[Stored data entries]
—————

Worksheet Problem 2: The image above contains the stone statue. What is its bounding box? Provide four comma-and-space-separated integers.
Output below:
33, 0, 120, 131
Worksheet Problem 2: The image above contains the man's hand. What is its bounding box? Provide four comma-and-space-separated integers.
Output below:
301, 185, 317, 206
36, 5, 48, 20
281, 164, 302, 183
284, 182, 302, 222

—————

Aim of the exercise: Check every line above for the string "separated", and copy the ones that have it.

Reply:
Worksheet Problem 2: The image above contains the stone statue. What is its bounding box? Provide four comma-and-space-separated integers.
Worksheet Problem 2: The image above contains the man's hand. What is its bounding box? Provide four comma-and-space-separated integers.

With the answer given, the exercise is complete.